# Manchmal kommen sie wieder



## Moose (7. April 2009)

Flug ist gebucht. Bin ab Donnerstag, 7.5. bis Montag 11.5. in Saarbrücken.
Mindestens ein Bike werde ich mitnehmen.

Vielleicht erinnert sich noch jemand an mich?
Bin jedenfalls richtig aktiv im MTB Sport in meiner neuen Heimat.

Würde die Tage in Saarbrücken SEHR gerne mit viel Trail und Wald schmücken, denn dort wo ich wohne liegt im Mai noch soviel Schnee, dass man die Ski-Lifte eigentlich nicht Ende April schliessen müsste.

Da ich die schönsten Strecken bestimmt vergessen habe such ich Mitreiter für Freitag vormittag (VOR der Antrittsvorlesung von Tim ),
den ganzen Samstag und den ganzen Sonntag (viele Stunden, viele Kilometer, viele technische Strecken - ich muss üben! Die Norwegische Marathon Saison fängt Ende Mai in Oslo an).

Wäre GENIAL, wenn das klappen würde ... 
Vermisse Euch schon ganz schön ...


----------



## crazyeddie (7. April 2009)

schön mal wieder was von dir zu hören. werde mir das wochenende mal freihalten für eventuelle touren.


----------



## MTB-News.de




----------



## puremalt (7. April 2009)

Das ist ja geilo,
das Icon hab ich ja ewig nicht mehr gesehen.

Man merkt, es wird Frühling. Die Zugelche kommen zurück ) 
Und in Norwegen geht der Winterpokal bis in den Sommer? Boah, das gibt Punkte.

Auf der Geilo-Page hab ich nur "Grilling på Grillterrassen" verstanden. Aber so was kennt der Saarländer ja in jeder Sprache.  

Ich kann wahrscheinlich nur Sonntag (Samstag ist der Gäsbock MA).


----------



## Moose (8. April 2009)

puremalt schrieb:


> Das ist ja geilo,
> das Icon hab ich ja ewig nicht mehr gesehen.
> 
> Man merkt, es wird Frühling. Die Zugelche kommen zurück )
> ...



Grilling på Grillterrassen - ganz genau! 
Die Norweger unterscheiden sich nicht viel von den Saarländern. 

Vielleicht schaffen wir ja eine Tour nach Rodalben am Sonntag? Oder kann man da nicht mehr biken?


----------



## Limit83 (8. April 2009)

Hallo Moose,

von deinem Kommen habe ich schon gehört, aber leider bin ich an dem Wochenende zum Bundesligarennen und kann leider nicht mit dir über die saarländischen Trails surfen! Donnerstags und Montags (Ausfahren) können wir gern eine Tour drehen!

Gruß Sascha


----------



## puremalt (8. April 2009)

Moose schrieb:


> Vielleicht schaffen wir ja eine Tour nach Rodalben am Sonntag? Oder kann man da nicht mehr biken?



Offiziell ist Rodalben für Bikes gesperrt. Es ist also generell ratsam, dort nur werktags zu fahren, da an den Wochenenden mit vielen Wanderern zu rechnen ist.


----------



## Moose (8. April 2009)

- _DATENSÄTZE_
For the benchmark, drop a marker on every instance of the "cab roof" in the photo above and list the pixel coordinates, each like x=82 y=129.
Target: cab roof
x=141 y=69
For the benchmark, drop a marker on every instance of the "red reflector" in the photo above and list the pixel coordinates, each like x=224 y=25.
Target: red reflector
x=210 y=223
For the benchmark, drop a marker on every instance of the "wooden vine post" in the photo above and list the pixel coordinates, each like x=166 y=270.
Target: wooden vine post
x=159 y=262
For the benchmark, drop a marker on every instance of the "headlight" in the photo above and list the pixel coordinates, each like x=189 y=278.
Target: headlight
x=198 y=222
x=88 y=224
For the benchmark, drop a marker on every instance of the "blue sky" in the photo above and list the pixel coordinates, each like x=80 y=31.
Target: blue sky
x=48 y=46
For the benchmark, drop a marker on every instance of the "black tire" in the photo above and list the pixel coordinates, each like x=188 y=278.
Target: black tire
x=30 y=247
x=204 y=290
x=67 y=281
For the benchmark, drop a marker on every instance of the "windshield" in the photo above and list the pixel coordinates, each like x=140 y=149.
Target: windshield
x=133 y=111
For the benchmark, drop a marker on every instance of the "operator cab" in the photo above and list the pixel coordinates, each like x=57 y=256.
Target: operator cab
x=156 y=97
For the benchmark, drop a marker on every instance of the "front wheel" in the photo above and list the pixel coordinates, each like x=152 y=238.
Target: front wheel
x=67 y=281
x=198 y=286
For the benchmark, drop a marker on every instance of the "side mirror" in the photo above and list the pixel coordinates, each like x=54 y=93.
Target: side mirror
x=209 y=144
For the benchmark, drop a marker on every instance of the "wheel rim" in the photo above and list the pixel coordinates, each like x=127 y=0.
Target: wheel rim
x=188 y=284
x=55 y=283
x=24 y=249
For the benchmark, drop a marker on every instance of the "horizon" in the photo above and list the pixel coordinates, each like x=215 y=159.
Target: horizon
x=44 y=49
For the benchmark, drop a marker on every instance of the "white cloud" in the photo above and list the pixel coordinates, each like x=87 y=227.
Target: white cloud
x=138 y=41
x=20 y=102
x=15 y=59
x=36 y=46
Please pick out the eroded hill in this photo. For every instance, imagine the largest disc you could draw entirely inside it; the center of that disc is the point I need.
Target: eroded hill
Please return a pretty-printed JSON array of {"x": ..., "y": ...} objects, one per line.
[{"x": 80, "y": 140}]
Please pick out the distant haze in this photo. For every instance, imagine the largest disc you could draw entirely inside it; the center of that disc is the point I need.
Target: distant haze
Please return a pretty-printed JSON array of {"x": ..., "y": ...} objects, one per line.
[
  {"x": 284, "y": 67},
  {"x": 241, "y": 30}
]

- _GESTELLTE AUFGABE 1_
Wann und wo beginnt laut der Forumsdiskussion die norwegische Marathonsaison?
- _GESTELLTE AUFGABE 2_
Ändern Sie den Abschnitt der Forumsdiskussion ab den Worten "## puremalt (7." bis einschließlich "der Gäsbock MA).", indem Sie "Winterpokal" durch "Wettkampf" ersetzen, und geben Sie ihn wieder.

- _FERTIGE ANTWORT 1_
Ende Mai in Oslo.

- _FERTIGE ANTWORT 2_
## puremalt (7. April 2009)

Das ist ja geilo,
das Icon hab ich ja ewig nicht mehr gesehen.

Man merkt, es wird Frühling. Die Zugelche kommen zurück ) 
Und in Norwegen geht der Wettkampf bis in den Sommer? Boah, das gibt Punkte.

Auf der Geilo-Page hab ich nur "Grilling på Grillterrassen" verstanden. Aber so was kennt der Saarländer ja in jeder Sprache.  

Ich kann wahrscheinlich nur Sonntag (Samstag ist der Gäsbock MA).